• Task
Copy out every one of the items below, word for word.

Items from a data source:
>> START

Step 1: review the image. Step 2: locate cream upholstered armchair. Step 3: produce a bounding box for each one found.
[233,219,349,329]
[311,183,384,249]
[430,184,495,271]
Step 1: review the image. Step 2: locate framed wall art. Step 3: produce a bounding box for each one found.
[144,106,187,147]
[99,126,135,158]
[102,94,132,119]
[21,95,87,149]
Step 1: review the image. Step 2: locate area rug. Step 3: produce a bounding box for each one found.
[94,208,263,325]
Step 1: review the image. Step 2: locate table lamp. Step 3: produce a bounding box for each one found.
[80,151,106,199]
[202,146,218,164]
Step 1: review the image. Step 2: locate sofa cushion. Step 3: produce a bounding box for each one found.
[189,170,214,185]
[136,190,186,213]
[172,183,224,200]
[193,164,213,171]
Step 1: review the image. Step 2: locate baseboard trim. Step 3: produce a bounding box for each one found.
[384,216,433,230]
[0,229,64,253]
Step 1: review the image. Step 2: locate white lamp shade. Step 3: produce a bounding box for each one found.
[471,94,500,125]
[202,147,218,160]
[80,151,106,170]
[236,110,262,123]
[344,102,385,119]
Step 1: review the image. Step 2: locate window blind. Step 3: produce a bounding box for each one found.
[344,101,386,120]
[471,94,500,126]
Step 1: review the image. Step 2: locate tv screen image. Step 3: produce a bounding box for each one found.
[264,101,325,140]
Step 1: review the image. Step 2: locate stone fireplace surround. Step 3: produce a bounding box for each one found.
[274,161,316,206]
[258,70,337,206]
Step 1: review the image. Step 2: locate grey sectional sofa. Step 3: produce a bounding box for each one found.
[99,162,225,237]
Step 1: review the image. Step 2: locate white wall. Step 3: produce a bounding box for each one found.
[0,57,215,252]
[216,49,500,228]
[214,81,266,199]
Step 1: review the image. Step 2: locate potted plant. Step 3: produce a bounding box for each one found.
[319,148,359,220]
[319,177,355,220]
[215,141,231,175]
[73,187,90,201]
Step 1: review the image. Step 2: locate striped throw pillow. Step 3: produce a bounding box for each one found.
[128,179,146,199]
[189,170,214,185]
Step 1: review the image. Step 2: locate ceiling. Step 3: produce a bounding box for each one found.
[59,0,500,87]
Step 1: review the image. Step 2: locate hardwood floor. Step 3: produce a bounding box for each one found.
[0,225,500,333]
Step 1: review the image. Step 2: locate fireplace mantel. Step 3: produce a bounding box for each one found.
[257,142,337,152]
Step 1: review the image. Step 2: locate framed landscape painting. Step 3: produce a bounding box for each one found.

>> END

• Exercise solution
Step 1: review the image. Step 2: locate cream upholstered armchair. Step 3: produce a bounding box for each one found.
[233,219,349,329]
[311,183,384,249]
[430,184,495,271]
Step 1: review the image. Step 2: locate framed wall art. Step 3: produce a bounding box for each one found.
[144,106,187,147]
[99,126,135,158]
[102,94,132,119]
[21,95,87,149]
Step 1: review the image. Step 2: locate area rug. Step 3: produce a bounding box for each one found.
[94,208,263,325]
Step 1: review the image. Step 2: locate table lamp. Step 3: produce a bounding box for each one found.
[80,151,106,199]
[202,146,218,164]
Step 1: review the image. Step 2: locate sofa cushion. Step 3: produce a bounding box for each one found.
[189,170,214,185]
[136,190,186,213]
[172,183,224,200]
[193,164,213,171]
Step 1: review the image. Step 2: locate baseboard trim. Step 3: produce a bounding box for each one found.
[384,216,433,230]
[0,229,64,253]
Step 1: review the image. Step 2: locate white lamp shade. Step 3: produce a bounding box for each one found.
[471,94,500,125]
[202,147,218,160]
[80,151,106,170]
[236,110,262,123]
[344,102,385,119]
Step 1: review the image. Step 2: locate window blind. Step 3: produce a bounding box for each one found.
[344,101,386,120]
[471,94,500,126]
Step 1: review the image. Step 2: locate tv screen image. Step 3: produce a bounding box for each one found.
[264,101,325,140]
Step 1: review the image. Step 2: locate stone fireplace surround. Step 3: produce a bounding box for each one found.
[274,161,316,206]
[258,70,337,206]
Step 1: review the image. Step 2: locate grey sectional sofa. Step 3: produce a bounding box for each one found.
[99,162,225,237]
Step 1: review the image. Step 2: locate white wall. Step 3: produce a bounding box for each one found.
[0,57,215,252]
[216,49,500,228]
[214,81,266,199]
Step 1: review the image. Step 2: locate potted plant. Step 3: produce a bounding box for each one found.
[319,148,359,220]
[319,177,355,220]
[215,141,231,175]
[73,187,90,201]
Step 1: review the image. Step 2: locate striped throw pillow. Step 3: produce a bounding box for each one found.
[128,179,146,199]
[189,170,214,185]
Step 1: review the image. Step 2: locate ceiling. Step 3: produce a bounding box for each one found.
[59,0,500,87]
Step 1: review the image. Step 2: locate hardwood floor. Step 3: produce a bounding box for each one found.
[0,225,500,333]
Step 1: review the image. Step 2: locate fireplace mantel. Step 3: produce a bounding box for each one found.
[257,142,337,152]
Step 1: review the image. Step 2: locate framed landscape painting. Step 3: produce a bounding box for each one found.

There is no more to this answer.